* [Written request]
Which lines in the entries below contain the word "santa"? Show each of those lines in full.

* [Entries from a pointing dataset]
—————

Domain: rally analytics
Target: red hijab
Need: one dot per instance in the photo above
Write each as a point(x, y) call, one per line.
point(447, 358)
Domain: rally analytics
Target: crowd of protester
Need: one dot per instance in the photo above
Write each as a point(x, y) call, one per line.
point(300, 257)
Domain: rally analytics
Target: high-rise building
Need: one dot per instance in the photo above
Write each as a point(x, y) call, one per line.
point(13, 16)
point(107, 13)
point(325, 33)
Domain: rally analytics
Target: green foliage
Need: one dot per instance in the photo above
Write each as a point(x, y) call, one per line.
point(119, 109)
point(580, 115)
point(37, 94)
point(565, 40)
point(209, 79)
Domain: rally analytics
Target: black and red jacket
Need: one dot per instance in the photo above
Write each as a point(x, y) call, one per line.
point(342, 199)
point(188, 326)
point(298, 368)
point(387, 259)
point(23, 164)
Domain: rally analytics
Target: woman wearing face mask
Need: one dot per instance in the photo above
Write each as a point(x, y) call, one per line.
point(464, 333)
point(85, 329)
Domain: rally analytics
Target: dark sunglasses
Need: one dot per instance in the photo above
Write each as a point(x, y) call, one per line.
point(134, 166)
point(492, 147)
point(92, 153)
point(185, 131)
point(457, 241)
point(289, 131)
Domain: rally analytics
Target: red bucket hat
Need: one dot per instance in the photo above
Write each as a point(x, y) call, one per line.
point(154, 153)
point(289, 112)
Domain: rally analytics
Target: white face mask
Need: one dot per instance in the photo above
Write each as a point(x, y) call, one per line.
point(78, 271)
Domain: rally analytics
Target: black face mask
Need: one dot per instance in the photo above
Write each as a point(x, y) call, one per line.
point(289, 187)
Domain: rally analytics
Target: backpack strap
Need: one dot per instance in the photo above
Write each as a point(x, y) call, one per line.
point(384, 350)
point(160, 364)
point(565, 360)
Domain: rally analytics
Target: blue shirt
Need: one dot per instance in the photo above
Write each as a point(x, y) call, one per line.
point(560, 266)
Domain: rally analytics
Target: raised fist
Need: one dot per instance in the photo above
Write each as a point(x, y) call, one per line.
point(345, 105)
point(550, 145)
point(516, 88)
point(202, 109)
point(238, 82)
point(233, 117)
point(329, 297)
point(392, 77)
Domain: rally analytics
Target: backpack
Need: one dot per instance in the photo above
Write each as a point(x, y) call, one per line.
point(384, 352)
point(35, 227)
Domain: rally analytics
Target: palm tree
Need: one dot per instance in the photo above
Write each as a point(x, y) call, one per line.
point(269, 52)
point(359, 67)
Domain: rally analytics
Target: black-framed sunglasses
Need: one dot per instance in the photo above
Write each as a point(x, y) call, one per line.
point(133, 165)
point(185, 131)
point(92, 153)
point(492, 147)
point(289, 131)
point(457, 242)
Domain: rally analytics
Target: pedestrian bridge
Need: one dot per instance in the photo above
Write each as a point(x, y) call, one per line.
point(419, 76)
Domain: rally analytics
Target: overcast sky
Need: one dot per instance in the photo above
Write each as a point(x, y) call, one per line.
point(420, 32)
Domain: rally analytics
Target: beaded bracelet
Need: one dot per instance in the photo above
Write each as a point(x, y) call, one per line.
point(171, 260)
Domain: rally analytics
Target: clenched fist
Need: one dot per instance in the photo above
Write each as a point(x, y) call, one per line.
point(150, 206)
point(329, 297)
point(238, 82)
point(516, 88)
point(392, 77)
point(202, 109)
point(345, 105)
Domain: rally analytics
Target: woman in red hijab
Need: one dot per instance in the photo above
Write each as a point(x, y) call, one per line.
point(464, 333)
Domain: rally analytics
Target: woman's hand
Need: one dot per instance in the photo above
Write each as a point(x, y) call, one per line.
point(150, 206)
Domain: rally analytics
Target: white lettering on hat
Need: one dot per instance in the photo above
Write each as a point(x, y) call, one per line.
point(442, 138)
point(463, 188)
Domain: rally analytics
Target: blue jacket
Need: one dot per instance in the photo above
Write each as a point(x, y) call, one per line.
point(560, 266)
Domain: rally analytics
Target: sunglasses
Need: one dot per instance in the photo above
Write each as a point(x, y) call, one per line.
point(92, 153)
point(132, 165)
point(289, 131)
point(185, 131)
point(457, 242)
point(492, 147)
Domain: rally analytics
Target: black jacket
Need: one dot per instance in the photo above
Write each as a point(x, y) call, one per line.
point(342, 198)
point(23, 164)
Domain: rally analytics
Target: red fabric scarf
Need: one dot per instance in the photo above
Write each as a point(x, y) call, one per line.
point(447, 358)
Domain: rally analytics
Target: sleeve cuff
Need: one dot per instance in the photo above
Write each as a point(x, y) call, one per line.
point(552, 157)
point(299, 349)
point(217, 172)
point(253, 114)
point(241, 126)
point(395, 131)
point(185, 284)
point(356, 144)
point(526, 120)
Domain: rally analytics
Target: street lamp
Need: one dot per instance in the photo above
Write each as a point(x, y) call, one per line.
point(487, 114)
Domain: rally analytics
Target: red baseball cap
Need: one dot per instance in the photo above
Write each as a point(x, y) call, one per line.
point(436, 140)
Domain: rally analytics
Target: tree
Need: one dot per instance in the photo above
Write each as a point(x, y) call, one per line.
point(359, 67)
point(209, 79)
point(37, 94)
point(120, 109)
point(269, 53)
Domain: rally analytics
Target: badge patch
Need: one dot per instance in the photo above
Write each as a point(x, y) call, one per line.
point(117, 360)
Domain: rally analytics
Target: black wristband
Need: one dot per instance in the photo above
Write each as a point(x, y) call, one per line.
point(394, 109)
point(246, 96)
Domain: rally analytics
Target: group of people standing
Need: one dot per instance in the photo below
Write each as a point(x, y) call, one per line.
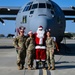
point(37, 46)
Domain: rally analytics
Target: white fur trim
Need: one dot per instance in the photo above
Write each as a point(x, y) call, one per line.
point(37, 60)
point(40, 28)
point(40, 47)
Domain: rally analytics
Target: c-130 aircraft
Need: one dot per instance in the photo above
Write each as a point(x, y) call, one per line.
point(40, 12)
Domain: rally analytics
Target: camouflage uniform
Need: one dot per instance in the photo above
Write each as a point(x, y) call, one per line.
point(30, 45)
point(50, 54)
point(19, 41)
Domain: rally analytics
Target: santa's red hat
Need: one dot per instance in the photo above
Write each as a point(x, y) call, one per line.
point(30, 32)
point(40, 27)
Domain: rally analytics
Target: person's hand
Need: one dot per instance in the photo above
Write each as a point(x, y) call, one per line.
point(58, 50)
point(19, 48)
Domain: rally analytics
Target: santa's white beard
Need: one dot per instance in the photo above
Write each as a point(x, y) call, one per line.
point(40, 34)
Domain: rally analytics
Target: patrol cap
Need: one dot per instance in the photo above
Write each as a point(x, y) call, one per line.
point(30, 32)
point(49, 30)
point(40, 27)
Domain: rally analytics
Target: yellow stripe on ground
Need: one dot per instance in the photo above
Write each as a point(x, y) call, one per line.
point(44, 72)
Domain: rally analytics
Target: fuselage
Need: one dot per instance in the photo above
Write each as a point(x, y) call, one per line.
point(45, 13)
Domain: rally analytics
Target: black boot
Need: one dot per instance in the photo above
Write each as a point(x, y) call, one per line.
point(37, 65)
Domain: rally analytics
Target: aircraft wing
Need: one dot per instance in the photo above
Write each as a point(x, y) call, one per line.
point(69, 12)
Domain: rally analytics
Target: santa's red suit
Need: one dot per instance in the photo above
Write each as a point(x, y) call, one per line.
point(40, 45)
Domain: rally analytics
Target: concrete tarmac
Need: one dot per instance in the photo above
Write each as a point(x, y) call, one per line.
point(64, 61)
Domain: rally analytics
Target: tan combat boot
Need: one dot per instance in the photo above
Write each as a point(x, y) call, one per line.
point(29, 68)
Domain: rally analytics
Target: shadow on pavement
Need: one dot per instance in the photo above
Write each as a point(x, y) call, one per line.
point(65, 67)
point(66, 49)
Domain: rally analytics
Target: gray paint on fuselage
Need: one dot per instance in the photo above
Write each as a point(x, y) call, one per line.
point(43, 16)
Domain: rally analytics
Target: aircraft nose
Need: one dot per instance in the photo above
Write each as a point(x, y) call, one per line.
point(39, 21)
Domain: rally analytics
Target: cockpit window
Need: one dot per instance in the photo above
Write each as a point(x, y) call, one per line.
point(49, 6)
point(34, 6)
point(42, 5)
point(30, 3)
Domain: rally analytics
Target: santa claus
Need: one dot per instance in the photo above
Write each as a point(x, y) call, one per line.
point(40, 48)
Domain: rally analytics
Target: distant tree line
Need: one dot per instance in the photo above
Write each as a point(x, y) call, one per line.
point(9, 35)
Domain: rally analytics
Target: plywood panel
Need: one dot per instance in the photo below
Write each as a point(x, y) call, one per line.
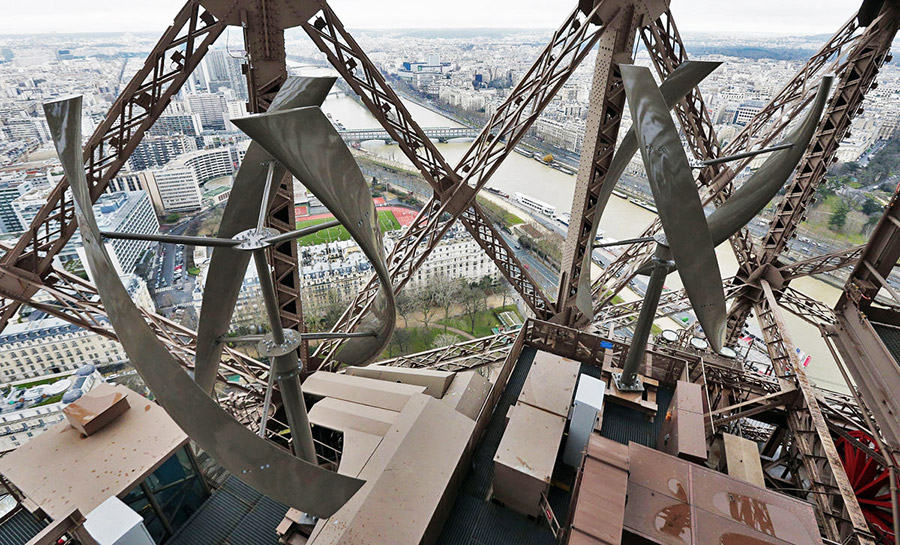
point(550, 384)
point(367, 391)
point(435, 382)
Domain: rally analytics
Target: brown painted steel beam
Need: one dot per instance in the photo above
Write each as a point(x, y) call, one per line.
point(821, 263)
point(825, 478)
point(607, 104)
point(856, 76)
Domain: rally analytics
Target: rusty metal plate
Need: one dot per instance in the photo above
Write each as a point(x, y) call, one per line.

—————

* [Written response]
Target: santa's red hat
Target: santa's white beard
Target: santa's red suit
Target: santa claus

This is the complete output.